> Texto de partida:
────────────────────
El argumento de San Pablo es
sencillo. En los asuntos normales de los hombres —dice— sería difícil hallar a
alguien dispuesto a arriesgar su vida para salvar la de un hombre conocido como
recto, que daba a cada uno lo suyo, cuidando también de guardar para sí lo que
le correspondía. En cambio, si un hombre bueno, que había manifestado un
interés altruista en sus semejantes, aun a costa de sacrificios personales, se
hallara —digamos— en una casa incendiada, quizá, —como excepción y como última
manifestación de amor— alguien llegaría hasta precipitarse a través de las
llamas, a riesgo de su propia vida, para salvarle. San Pablo destaca el amor
divino sobre el fondo del egoísmo de los hombres en general. Quizá se halle el
héroe que dé su vida por un hombre bueno, llevado por móviles de gratitud o de
admiración, pero Dios presenta el valor real de su amor en que dio a su Hijo a
la muerte por nosotros cuando aún éramos débiles, impíos, pecadores y enemigos.
Es decir, se manifiesta como un amor que no conoce más aliciente ni móvil que
su propia naturaleza divina, puesto que Dios es amor.
( vv. 6-8) San Pablo
declara tajantemente que "todos pecaron y están destituidos de la gloria
de Dios", subrayando una tragedia antropológica que hizo posible que Dios
proveyera una salvación universal. Ésta brotó de la fuente de su gracia, siendo
puesta a disposición de todo aquel que creyera, sin diferencias de raza, de
religión, de sociedad o de moralidad. Vuelve al mismo tema aquí para poner de
relieve el amor de Dios que ha de grabarse en el mismo ser del creyente como
base para toda manifestación de gracia en su vida.
────────────────────
> Tareas del ejercicio:
a) Reproduce el fragmento del comentario sobre el argumento de San Pablo que empieza por "( vv. 6-8) San" y continúa hasta "en su vida.", ambos incluidos.
b) Escribe la continuación del comentario sobre el argumento de San Pablo a partir de su última oración.
Las filas provienen de una fuente distinta a la del texto.

> Datos mostrados:
────────────────────
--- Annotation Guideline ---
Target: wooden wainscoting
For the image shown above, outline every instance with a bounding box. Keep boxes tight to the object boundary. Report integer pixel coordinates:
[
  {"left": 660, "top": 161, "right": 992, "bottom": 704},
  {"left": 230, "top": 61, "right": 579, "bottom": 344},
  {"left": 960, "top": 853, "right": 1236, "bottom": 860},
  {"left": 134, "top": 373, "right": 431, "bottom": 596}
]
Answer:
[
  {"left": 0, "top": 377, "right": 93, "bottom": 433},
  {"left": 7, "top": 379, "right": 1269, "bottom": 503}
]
────────────────────
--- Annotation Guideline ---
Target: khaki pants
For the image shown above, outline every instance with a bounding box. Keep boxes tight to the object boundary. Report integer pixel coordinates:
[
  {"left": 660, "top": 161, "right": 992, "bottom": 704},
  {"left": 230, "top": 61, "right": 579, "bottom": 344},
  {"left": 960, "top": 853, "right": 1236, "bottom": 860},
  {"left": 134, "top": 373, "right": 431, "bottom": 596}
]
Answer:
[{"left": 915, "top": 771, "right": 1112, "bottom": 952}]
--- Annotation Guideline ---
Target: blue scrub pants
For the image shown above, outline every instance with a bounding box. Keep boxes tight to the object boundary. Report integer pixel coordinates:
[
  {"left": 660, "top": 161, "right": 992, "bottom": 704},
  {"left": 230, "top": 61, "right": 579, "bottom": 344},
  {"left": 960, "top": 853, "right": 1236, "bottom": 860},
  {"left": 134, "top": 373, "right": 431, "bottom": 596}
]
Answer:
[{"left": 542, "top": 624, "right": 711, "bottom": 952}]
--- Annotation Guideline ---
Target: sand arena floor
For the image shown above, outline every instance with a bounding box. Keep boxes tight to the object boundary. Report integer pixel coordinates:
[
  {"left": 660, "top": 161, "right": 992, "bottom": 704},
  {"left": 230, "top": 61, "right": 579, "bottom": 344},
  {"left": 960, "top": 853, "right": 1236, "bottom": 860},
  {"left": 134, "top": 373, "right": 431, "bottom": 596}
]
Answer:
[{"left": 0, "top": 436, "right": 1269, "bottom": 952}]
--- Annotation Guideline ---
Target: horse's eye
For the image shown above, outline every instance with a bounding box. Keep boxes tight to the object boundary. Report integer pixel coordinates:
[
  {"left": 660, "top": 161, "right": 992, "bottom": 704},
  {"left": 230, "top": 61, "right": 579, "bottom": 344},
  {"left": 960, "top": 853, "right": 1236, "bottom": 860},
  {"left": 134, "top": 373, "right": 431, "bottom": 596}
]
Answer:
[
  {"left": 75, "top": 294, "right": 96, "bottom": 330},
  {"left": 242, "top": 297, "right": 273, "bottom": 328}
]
────────────────────
> Respuestas por tarea:
a)
( vv. 6-8) San Pablo
declara tajantemente que "todos pecaron y están destituidos de la gloria
de Dios", subrayando una tragedia antropológica que hizo posible que Dios
proveyera una salvación universal. Ésta brotó de la fuente de su gracia, siendo
puesta a disposición de todo aquel que creyera, sin diferencias de raza, de
religión, de sociedad o de moralidad. Vuelve al mismo tema aquí para poner de
relieve el amor de Dios que ha de grabarse en el mismo ser del creyente como
base para toda manifestación de gracia en su vida.

b)
Fijémonos en los términos que
describen el estado del hombre perdido: "débil", porque no halla en
su naturaleza caída fuerzas morales o espirituales que le encaminen a Dios;
"impío", por cuanto lleva adelante su vida en olvido de Dios, lo
mismo si es religioso o vicioso; "pecador", porque nunca llega a
cumplir las exigencias del Dios santo que era su Creador; "enemigo",
a causa de la desobediencia y rebeldía del hombre frente a su Rey. El versículo
8 nos recuerda que todo eso éramos nosotros cuando Cristo murió a nuestro
favor. Los términos que hemos agrupado refuerzan la doctrina bíblica de la
depravación total del hombre como pecador por naturaleza e incapaz de salvarse.
Al mismo tiempo, el amor de Dios, manifestado en la muerte expiatoria de su
Hijo, se fija precisamente en estos seres débiles, impíos, pecadores y
enemigos, sin indicio alguno de preferencias. De hecho, una salvación limitada
por decreto divino a unos cuantos pecadores seleccionados destruiría toda la
eficacia del argumento del Apóstol. Como en todas partes de las Escrituras,
aprendemos que el hombre es un pecador perdido, incapaz de salvarse a sí mismo,
siendo, a la vez, objeto del amor salvador de Dios, y, por ende, salvable. El
propósito de Pablo es el de ensalzar el amor de Dios en el hecho histórico de
la muerte de Cruz frente al mundo pecador. No se halla aquí ninguna teoría que
explique el porqué de la Cruz, sino el sencillo hecho: "Cristo... murió
por los impíos... por nosotros", sin esperar que hubiera mejoría moral en
los objetos de su obra salvadora.
El versículo 6 nos hace ver que la
Muerte fue realizada "a su debido tiempo", recordando, de paso, el
desarrollo del programa divino determinado en la eternidad. Históricamente
varios factores —que percibimos a medias— se combinaron de tal forma que aquel
momento, y no otro, fue el más propicio para la realización de la Obra y para
la extensión del Evangelio, pero la frase notada refiere todo al propósito
divino que regía todo detalle de la gran intervención redentora de Dios en el
mundo .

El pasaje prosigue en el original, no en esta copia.